> [WHAT TO WORK ON]:
Rewrite the part of the listing that opens with the line containing "jacket. Produce a box around each one." and closes with the line containing "[288,166,328,224]", substituting "blue jacket" for "denim jacket" and leaving everything else unchanged.

> [SUPPLIED MATERIAL]:
>> begin
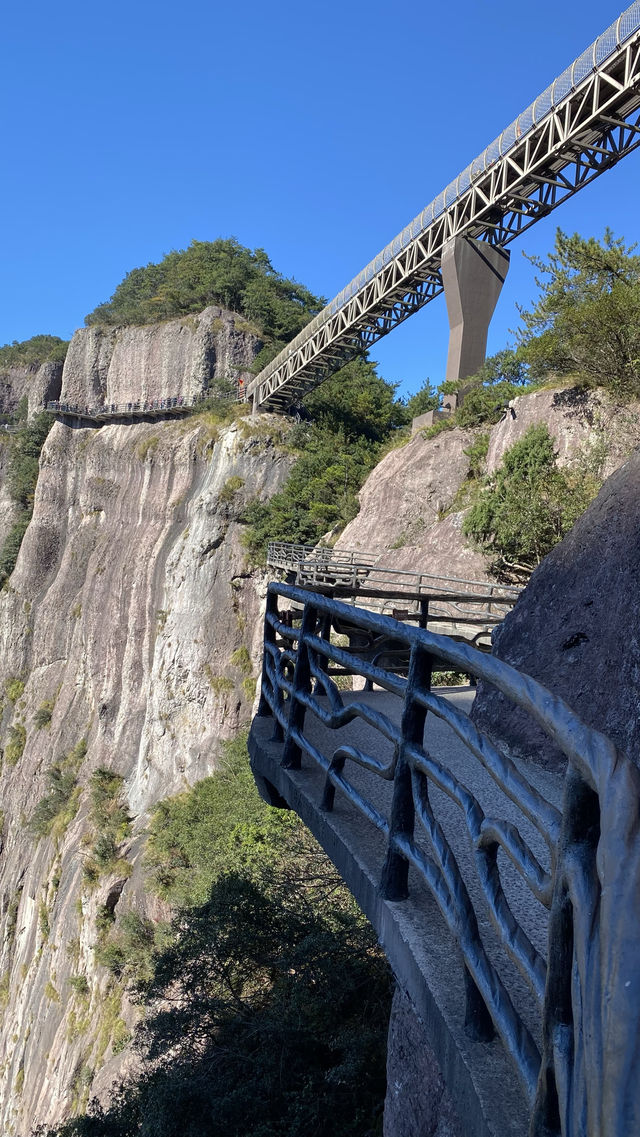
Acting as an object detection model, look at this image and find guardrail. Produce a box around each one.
[247,2,640,407]
[250,584,640,1137]
[267,541,522,650]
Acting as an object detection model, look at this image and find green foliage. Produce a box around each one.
[94,912,161,984]
[463,432,489,478]
[33,699,56,730]
[0,335,69,371]
[44,979,60,1003]
[518,229,640,399]
[67,976,89,997]
[28,738,86,838]
[38,903,51,939]
[83,767,131,885]
[243,359,407,552]
[0,414,53,587]
[85,238,323,351]
[5,675,25,703]
[5,722,26,766]
[463,424,600,580]
[228,644,252,675]
[407,380,439,421]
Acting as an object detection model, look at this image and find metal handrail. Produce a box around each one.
[253,583,640,1137]
[47,395,239,421]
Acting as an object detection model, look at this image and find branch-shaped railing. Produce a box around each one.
[47,393,240,422]
[250,584,640,1137]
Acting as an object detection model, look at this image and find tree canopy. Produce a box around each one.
[463,423,600,581]
[39,739,390,1137]
[84,238,324,347]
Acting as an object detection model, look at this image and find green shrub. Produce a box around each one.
[218,475,244,505]
[85,238,323,352]
[28,738,86,838]
[0,335,69,371]
[83,767,131,885]
[33,699,56,730]
[67,976,89,997]
[463,424,600,581]
[5,675,25,703]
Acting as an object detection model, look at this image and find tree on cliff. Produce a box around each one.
[518,229,640,398]
[243,359,408,552]
[84,238,324,346]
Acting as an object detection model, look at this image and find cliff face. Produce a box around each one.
[0,362,63,415]
[336,389,640,580]
[0,317,289,1135]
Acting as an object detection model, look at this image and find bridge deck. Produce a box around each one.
[247,2,640,410]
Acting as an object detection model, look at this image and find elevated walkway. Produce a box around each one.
[267,542,522,650]
[249,584,640,1137]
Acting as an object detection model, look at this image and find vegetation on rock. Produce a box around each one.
[0,335,69,371]
[0,414,53,587]
[463,424,601,581]
[40,739,390,1137]
[85,238,324,366]
[243,359,408,552]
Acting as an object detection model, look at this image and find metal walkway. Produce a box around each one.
[267,541,522,658]
[246,0,640,410]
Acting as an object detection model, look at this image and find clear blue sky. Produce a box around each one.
[0,0,640,400]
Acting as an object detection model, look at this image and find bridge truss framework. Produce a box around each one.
[246,0,640,410]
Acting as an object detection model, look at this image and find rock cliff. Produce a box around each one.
[61,306,261,406]
[336,388,640,581]
[0,360,63,415]
[0,309,290,1135]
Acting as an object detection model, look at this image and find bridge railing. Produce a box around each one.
[47,384,244,422]
[247,0,640,396]
[253,584,640,1137]
[267,542,522,649]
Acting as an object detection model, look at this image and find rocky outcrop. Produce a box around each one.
[383,988,465,1137]
[0,360,63,415]
[61,306,260,407]
[473,450,640,765]
[336,388,640,581]
[0,397,290,1135]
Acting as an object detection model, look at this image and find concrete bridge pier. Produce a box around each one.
[441,236,509,386]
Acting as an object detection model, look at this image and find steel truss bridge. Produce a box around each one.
[246,0,640,410]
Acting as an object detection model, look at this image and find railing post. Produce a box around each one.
[281,604,317,770]
[258,589,277,719]
[380,644,431,901]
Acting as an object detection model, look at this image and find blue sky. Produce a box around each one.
[0,0,640,392]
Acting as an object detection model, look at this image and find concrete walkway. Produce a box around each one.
[250,688,562,1137]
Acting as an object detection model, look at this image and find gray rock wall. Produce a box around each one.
[336,388,640,581]
[61,306,260,406]
[0,362,63,415]
[0,407,290,1135]
[383,988,465,1137]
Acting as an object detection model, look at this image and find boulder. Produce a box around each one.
[473,448,640,766]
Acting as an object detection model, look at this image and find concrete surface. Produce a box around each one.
[249,688,562,1137]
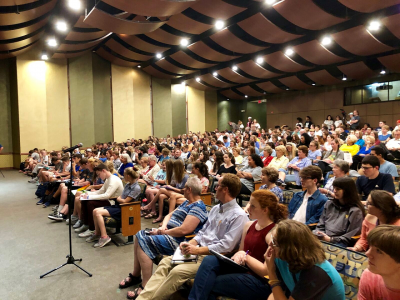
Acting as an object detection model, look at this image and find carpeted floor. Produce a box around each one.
[0,170,154,300]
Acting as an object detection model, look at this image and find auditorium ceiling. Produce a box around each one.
[0,0,400,100]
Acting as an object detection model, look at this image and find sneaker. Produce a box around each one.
[93,236,111,248]
[72,220,83,229]
[47,213,63,222]
[65,215,79,225]
[78,229,94,237]
[86,233,100,243]
[75,224,89,233]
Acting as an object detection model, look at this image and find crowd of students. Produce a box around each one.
[21,111,400,300]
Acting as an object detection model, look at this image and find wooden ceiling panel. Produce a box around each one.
[84,7,165,35]
[274,0,345,30]
[218,68,254,83]
[339,0,400,13]
[0,0,57,26]
[102,0,196,17]
[96,48,138,68]
[191,0,246,20]
[238,13,301,44]
[264,51,310,72]
[237,60,279,78]
[338,61,378,79]
[210,29,265,53]
[332,26,393,56]
[279,76,312,90]
[188,41,238,61]
[167,14,213,34]
[306,70,342,85]
[293,40,346,65]
[171,51,215,69]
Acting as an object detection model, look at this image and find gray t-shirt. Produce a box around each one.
[240,166,261,192]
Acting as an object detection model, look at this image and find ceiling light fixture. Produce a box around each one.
[321,36,332,46]
[285,48,294,56]
[68,0,81,10]
[56,21,68,32]
[215,20,225,30]
[47,38,57,47]
[368,21,382,31]
[181,39,189,47]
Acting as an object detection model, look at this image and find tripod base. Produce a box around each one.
[40,255,92,279]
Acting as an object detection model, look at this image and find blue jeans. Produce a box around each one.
[189,255,271,300]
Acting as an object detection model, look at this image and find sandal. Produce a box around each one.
[126,284,144,299]
[144,212,158,219]
[119,273,142,289]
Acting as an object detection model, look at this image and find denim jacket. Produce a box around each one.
[288,189,328,224]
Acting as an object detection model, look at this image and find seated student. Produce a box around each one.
[215,153,237,180]
[119,177,207,299]
[349,190,400,252]
[137,174,248,300]
[75,163,124,238]
[371,146,399,180]
[357,225,400,300]
[118,154,133,177]
[265,220,345,300]
[237,154,264,195]
[189,190,287,300]
[315,177,365,247]
[278,145,311,185]
[356,155,396,200]
[86,168,141,248]
[288,166,328,224]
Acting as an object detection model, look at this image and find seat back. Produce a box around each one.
[322,242,368,300]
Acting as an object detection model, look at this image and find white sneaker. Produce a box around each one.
[78,229,94,238]
[72,220,83,229]
[75,224,89,233]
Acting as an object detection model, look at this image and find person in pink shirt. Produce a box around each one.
[358,225,400,300]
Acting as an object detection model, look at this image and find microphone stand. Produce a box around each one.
[40,149,92,279]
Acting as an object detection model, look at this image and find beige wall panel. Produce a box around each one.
[111,64,135,142]
[46,59,70,150]
[186,86,205,132]
[17,56,48,153]
[205,91,218,131]
[133,69,152,139]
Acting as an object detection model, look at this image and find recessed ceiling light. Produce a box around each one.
[56,21,68,32]
[321,36,332,46]
[68,0,81,10]
[256,57,264,65]
[181,39,189,47]
[285,48,294,56]
[47,38,57,47]
[368,21,382,31]
[215,20,225,30]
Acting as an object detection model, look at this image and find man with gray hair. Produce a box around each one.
[139,155,160,185]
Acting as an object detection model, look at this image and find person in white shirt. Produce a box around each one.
[75,163,124,238]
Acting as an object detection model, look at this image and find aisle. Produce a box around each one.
[0,170,152,300]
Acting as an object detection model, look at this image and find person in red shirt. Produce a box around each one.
[358,225,400,300]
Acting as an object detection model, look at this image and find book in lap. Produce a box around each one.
[171,246,198,265]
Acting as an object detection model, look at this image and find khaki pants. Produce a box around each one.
[137,255,205,300]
>> end
> [FULL OUTPUT]:
Acting as an object detection model, look at this image and find blue jacket. Produce a box around each one.
[288,189,328,224]
Acting as an object detection model, look at this image and find seated student. Produce a box around each one.
[215,153,237,180]
[119,177,207,299]
[349,190,400,252]
[137,174,248,300]
[75,163,124,238]
[371,146,399,180]
[357,225,400,300]
[118,154,133,177]
[265,220,345,300]
[237,154,264,195]
[189,190,287,300]
[315,177,365,247]
[278,145,311,185]
[356,155,396,200]
[86,168,141,248]
[288,166,328,224]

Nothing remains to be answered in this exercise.